Outro fator é a mudança demográfica do país, com maior envelhecimento da população, o que leva à diminuição do número de jovens e, consequentemente da violência, que atinge mais essa faixa etária. Analisando-se os dados obtidos entre 2010 e 2020, “a proporção de homens jovens entre 15 e 29 anos na população brasileira diminuiu de cerca de 13,5% para 12,1%”, aponta o Atlas, fenômeno que teria o potencial de “fazer diminuir em até 20% a taxa de homicídio do país na década”.

Por fim, cabe salientar o fato de que em alguns estados e municípios brasileiros houve a implementação de ações e programas qualificados de segurança pública. Neste sentido, o documento destaca programas implementados em São Paulo, Minas Gerais, Pernambuco, Paraíba, Rio de Janeiro, Espírito Santo, Rio Grande do Sul e Pará.

 

Daniel Cerqueira, coordenador do Atlas da Violência, durante coletiva de lançamento do estudo, em Brasília.

Política armamentista potencializa a violência

O Atlas alerta que “a redução dos homicídios no país não foi mais robusta devido à política armamentista desencadeada no governo Bolsonaro”. Na avaliação de Cerqueira, na contramão dos fatores que levaram à redução mais recente, “tivemos alguns elementos puxando esses índices para cima. Um deles é esse processo de extremismo que atingiu toda a sociedade com um discurso conservador, colocando populações politicamente minoritárias numa situação complicada, mas também, e sobretudo, o negacionismo da política armamentista do governo Bolsonaro.”

Para ficar apenas na questão da relação entre os assassinatos e a maior circulação das armas de fogo, é preciso reforçar que, conforme aponta o Atlas, o país estava num momento favorável à redução dos homicídios, pelos fatores já citados anteriormente quando teve início a política pró-armas de Jair Bolsonaro. No último ano abarcado pelo Atlas, 2021, houve 33.039 homicídios causados por esse tipo de arma.

Fazendo menção ao estudo “Armas de fogo e homicídios no Brasil”, do FBSP, a pesquisa aponta que “se não houvesse o aumento de armas de fogo em circulação entre 2019 e 2021, teria havido 6.379 homicídios a menos no Brasil. No caso dos homicídios ou latrocínios, os efeitos resultaram diretamente proporcionais: a cada 1% no aumento das armas de fogo, as taxas de homicídio e de latrocínio aumentam 1,2%.”

Importante lembrar que as políticas armamentistas do ex-presidente levaram a um crescimento de 476,6% nos registros ativos de CACs (caçadores, atiradores e colecionadores), entre 2018 e 2022, bem como no aumento de ao menos 4,4 milhões de armas em estoques particulares. O Atlas lembra que a maior presença de armas de fogo na sociedade contribui para o aumento da violência, com destaque para ao menos três dinâmicas comuns: o crescimento no número de feminicídios a parir de desentendimentos domésticos em que a arma está presente; o sentimento de empoderamento que a posse da arma gera no indivíduo que se envolve em alguma contenda e o fato de que quanto mais armas houver no mercado legal, mais armas migrarão para o ilegal.

Outro fator que conta para uma menor redução dos homicídios, segundo a pesquisa, é a guerra pelo controle do varejo de drogas em territórios das grandes cidades que “parece ter se acentuado com a pandemia, como o caso mais recente da guerra entre várias facções na Bahia tem mostrado.”
* * *
* **Explore o material**
a - Transcreva do trecho a passagem que vai de "Por fim, cabe" até "estudo, em Brasília.".
b - Resuma o trecho em duas frases.
c - Liste, por favor, os estados cujos programas de segurança pública o documento destaca, segundo o trecho.

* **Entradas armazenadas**
* * *
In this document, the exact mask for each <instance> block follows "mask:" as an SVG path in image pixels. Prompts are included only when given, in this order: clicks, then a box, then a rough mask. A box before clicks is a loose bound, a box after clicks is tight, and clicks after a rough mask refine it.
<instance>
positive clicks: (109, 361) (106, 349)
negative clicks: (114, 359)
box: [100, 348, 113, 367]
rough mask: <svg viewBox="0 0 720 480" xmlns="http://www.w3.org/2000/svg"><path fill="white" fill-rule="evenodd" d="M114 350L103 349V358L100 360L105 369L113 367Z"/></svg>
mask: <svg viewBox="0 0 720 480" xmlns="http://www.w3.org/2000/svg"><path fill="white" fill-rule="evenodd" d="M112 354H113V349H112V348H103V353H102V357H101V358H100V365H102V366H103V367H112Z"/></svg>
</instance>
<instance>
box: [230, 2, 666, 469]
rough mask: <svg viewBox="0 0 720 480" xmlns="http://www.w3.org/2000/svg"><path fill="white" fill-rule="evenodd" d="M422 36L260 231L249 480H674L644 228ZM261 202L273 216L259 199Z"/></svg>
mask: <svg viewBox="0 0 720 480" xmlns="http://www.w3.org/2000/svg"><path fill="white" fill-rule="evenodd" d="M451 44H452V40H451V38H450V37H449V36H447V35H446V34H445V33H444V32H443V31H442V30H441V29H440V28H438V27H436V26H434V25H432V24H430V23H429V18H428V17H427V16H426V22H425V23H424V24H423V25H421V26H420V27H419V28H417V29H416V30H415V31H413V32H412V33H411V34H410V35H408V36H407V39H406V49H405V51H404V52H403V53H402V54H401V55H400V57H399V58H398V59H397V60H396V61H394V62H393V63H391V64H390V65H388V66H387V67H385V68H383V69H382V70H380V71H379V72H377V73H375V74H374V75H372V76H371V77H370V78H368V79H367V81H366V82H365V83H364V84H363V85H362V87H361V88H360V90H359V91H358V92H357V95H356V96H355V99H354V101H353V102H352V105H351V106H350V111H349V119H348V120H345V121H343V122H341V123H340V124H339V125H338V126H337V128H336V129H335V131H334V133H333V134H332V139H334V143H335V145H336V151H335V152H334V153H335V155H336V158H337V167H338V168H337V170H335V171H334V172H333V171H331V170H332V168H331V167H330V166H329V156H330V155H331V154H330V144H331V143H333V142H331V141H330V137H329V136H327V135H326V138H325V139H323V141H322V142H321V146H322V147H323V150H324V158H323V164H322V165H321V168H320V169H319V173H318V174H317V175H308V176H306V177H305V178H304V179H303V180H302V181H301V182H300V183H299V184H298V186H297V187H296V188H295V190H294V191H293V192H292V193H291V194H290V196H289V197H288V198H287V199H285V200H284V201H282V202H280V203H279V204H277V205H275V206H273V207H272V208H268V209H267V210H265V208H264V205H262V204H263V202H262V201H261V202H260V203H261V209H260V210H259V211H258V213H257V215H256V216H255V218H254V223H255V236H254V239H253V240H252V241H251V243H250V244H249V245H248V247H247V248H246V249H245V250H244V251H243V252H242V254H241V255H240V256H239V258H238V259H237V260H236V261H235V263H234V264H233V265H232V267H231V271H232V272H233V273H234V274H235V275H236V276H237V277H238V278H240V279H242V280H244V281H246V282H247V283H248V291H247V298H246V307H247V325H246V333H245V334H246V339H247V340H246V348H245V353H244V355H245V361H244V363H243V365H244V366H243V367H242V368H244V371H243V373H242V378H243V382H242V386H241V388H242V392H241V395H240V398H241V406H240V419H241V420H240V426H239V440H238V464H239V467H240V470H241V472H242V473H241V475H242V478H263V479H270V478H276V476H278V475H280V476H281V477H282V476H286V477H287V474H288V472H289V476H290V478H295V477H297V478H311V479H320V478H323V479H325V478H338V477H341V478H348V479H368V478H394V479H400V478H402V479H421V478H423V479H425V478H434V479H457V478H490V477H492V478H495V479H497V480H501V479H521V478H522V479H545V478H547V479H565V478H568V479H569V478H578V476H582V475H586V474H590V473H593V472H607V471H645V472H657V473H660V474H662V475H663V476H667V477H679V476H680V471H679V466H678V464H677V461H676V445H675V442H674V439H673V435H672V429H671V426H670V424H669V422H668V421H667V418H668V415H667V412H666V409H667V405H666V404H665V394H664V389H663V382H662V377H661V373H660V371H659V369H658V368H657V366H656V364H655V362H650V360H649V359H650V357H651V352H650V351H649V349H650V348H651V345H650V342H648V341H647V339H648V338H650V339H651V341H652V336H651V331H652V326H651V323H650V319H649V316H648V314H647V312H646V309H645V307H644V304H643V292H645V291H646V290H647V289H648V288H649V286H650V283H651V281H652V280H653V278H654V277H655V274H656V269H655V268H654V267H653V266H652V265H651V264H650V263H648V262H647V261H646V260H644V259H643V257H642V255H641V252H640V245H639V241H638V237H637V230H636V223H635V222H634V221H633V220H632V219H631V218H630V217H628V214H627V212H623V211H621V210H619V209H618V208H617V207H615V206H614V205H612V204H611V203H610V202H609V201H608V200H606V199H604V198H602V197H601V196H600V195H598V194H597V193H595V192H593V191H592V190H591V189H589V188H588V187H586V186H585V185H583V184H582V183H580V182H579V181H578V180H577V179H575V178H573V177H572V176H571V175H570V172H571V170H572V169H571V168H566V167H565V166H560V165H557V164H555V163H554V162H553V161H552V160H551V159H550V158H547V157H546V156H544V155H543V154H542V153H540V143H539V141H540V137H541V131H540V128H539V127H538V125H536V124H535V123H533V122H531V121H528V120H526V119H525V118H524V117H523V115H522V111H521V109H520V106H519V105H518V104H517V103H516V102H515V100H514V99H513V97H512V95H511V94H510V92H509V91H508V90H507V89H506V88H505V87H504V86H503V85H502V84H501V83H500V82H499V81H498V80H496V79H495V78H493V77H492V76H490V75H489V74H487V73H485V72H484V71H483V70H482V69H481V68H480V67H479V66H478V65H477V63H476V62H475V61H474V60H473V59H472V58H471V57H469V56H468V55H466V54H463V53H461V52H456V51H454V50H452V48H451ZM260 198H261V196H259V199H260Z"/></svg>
* * *
* **Respostas das tarefas**
a -
Por fim, cabe salientar o fato de que em alguns estados e municípios brasileiros houve a implementação de ações e programas qualificados de segurança pública. Neste sentido, o documento destaca programas implementados em São Paulo, Minas Gerais, Pernambuco, Paraíba, Rio de Janeiro, Espírito Santo, Rio Grande do Sul e Pará.

 

Daniel Cerqueira, coordenador do Atlas da Violência, durante coletiva de lançamento do estudo, em Brasília.

b - O envelhecimento da população e programas qualificados de segurança pública em alguns estados e municípios contribuíram para a redução dos homicídios no Brasil. Segundo o Atlas, porém, essa redução não foi mais robusta por causa da política armamentista do governo Bolsonaro e da guerra pelo controle do varejo de drogas em territórios das grandes cidades.

c - São Paulo, Minas Gerais, Pernambuco, Paraíba, Rio de Janeiro, Espírito Santo, Rio Grande do Sul e Pará.